Al riguardo, dovendosi solo
precisare, che tra le fonti dell’obbligo di garanzia, tali da potere fondare la
responsabilità omissiva ex art. 40, comma 2, c.p.,
rientrano – oltre che le norme di legge – anche le fonti convenzionali, tra le
quali è certamente da ricomprendere un contratto tìpico, come quello di appalto
(cfr. in generale Sez. IV, 22 maggio 2007, Conzatti;
nonché, Sez. III, 22 settembre 2004, Lilli ed altro).

Ciò che rileva ovviamente per
l’operatività dell’obbligo di garanzia, quale che sia la fonte a cui il medesimo si riconduce, è che, in ossequio al
principio di personalità della responsabilità penale, vi sia stata la concreta
assunzione da parte del garante dei poteri-doveri impeditivi non solo
giuridici, ma anche fattuali dell’evento dannoso o pericoloso (cfr. la citata sentenza Conzatti), la cui sussistenza nella
fattispecie in esame è stato oggetto di specifico e puntuale accertamento, non
incrinato dalle deduzioni difensive.

In proposito, la Corte di merito ha anche
affrontato la questione, reiterata in questa sede, in merito alla titolarità
del dovere di sorveglianza dell’area, da individuarsi, secondo la tesi difensiva, nell’Acea, che aveva intrapreso una
operazione di apertura cavi e che, pertanto, ai sensi dell’art. 22 del
Capitolato di appalto, sarebbe stata tenuta agli obblighi di sorveglianza e di
controllo dell’area.
# # # # #
== Cosa si chiede ==
1: Nel brano sull'obbligo di garanzia, riscrivi la parte tra "Al riguardo, dovendosi" e "Lilli ed altro).", estremi compresi, mettendo "disposizioni di legge" al posto di "norme di legge".
2: Scrivi il seguito del brano sull'obbligo di garanzia, partendo da dove si ferma.
Le voci qui non servono a niente.

(Voci salvate)
# # # # #
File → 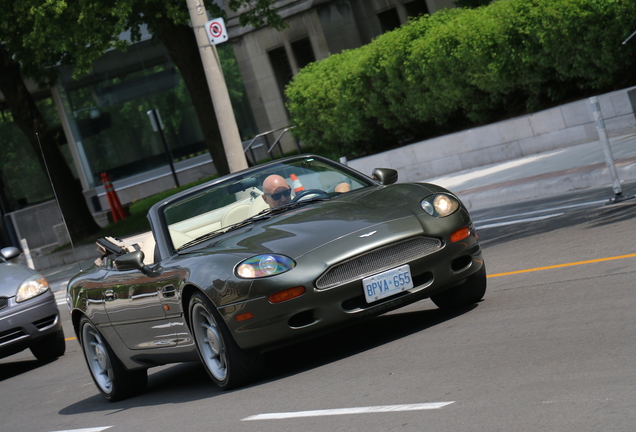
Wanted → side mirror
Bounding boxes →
[371,168,397,186]
[114,251,146,273]
[0,246,20,261]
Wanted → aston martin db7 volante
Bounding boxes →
[67,155,486,401]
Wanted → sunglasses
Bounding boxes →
[265,189,291,201]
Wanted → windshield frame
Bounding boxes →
[148,154,379,259]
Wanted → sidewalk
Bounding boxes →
[422,134,636,210]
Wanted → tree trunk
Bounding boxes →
[153,18,230,175]
[0,44,99,240]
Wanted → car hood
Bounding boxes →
[198,184,442,258]
[0,263,37,297]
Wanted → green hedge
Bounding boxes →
[286,0,636,156]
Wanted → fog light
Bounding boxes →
[268,287,305,303]
[451,227,470,243]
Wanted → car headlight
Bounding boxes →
[15,275,49,303]
[236,254,296,279]
[420,194,459,217]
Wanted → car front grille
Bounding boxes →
[0,328,28,346]
[316,237,442,290]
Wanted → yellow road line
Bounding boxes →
[488,254,636,278]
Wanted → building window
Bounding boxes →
[378,8,402,33]
[404,0,429,17]
[291,38,316,69]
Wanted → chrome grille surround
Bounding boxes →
[316,237,442,290]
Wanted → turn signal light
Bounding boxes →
[268,287,305,303]
[451,227,470,243]
[234,312,254,322]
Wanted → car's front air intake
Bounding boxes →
[316,237,442,289]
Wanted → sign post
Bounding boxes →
[186,0,247,172]
[205,18,227,45]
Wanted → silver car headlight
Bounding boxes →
[420,194,459,217]
[236,254,296,279]
[15,275,49,303]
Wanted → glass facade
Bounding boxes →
[58,40,254,188]
[59,41,207,188]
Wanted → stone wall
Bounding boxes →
[343,87,636,181]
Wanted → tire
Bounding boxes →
[79,317,148,402]
[189,292,258,390]
[31,329,66,362]
[431,264,486,309]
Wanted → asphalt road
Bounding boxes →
[0,197,636,432]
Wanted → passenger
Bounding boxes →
[263,174,291,208]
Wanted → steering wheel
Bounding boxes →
[291,189,329,202]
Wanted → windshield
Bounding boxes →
[163,157,372,249]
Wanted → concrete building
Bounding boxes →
[0,0,454,250]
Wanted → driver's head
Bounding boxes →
[263,174,291,208]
# # # # #
== Risposte per compito ==
1:
Al riguardo, dovendosi solo
precisare, che tra le fonti dell’obbligo di garanzia, tali da potere fondare la
responsabilità omissiva ex art. 40, comma 2, c.p.,
rientrano – oltre che le disposizioni di legge – anche le fonti convenzionali, tra le
quali è certamente da ricomprendere un contratto tìpico, come quello di appalto
(cfr. in generale Sez. IV, 22 maggio 2007, Conzatti;
nonché, Sez. III, 22 settembre 2004, Lilli ed altro).

2:
L’assunto non è condivisibile.

In particolare, come emerge
compiutamente dalla sentenza, la perizia disposta in sede di rinnovazione del
dibattimento ha accertato che la causa determinante dell’incidente era da
identificare nello sfortunato inserimento della ruota anteriore del motociclo
all’interno della frattura presente nel primo avallamento (confermata dalla
lacerazione del copertone anteriore) che aveva portato alla perdita di
equilibrio del ciclomotore, aggravata dalla presenza di un secondo ravvicinato
avallamento, che aveva colto impreparata la giovane vittima.

Il dato qui rilevante è che
l’accertamento tecnico svolto, condiviso dai giudici di merito, con motivazione
coerente e logica, aveva escluso che il tratto
stradale in questione fosse ancora sotto la sorveglianza dell’Acea, che in
precedenza aveva svolto alcuni lavori ed aveva con chiarezza concluso che i due
avallamenti esistenti sul terzo/ quarto tombino- che produssero la perdita di
equilibrio del ciclomotore- restavano fuori del controllo dell’Acea.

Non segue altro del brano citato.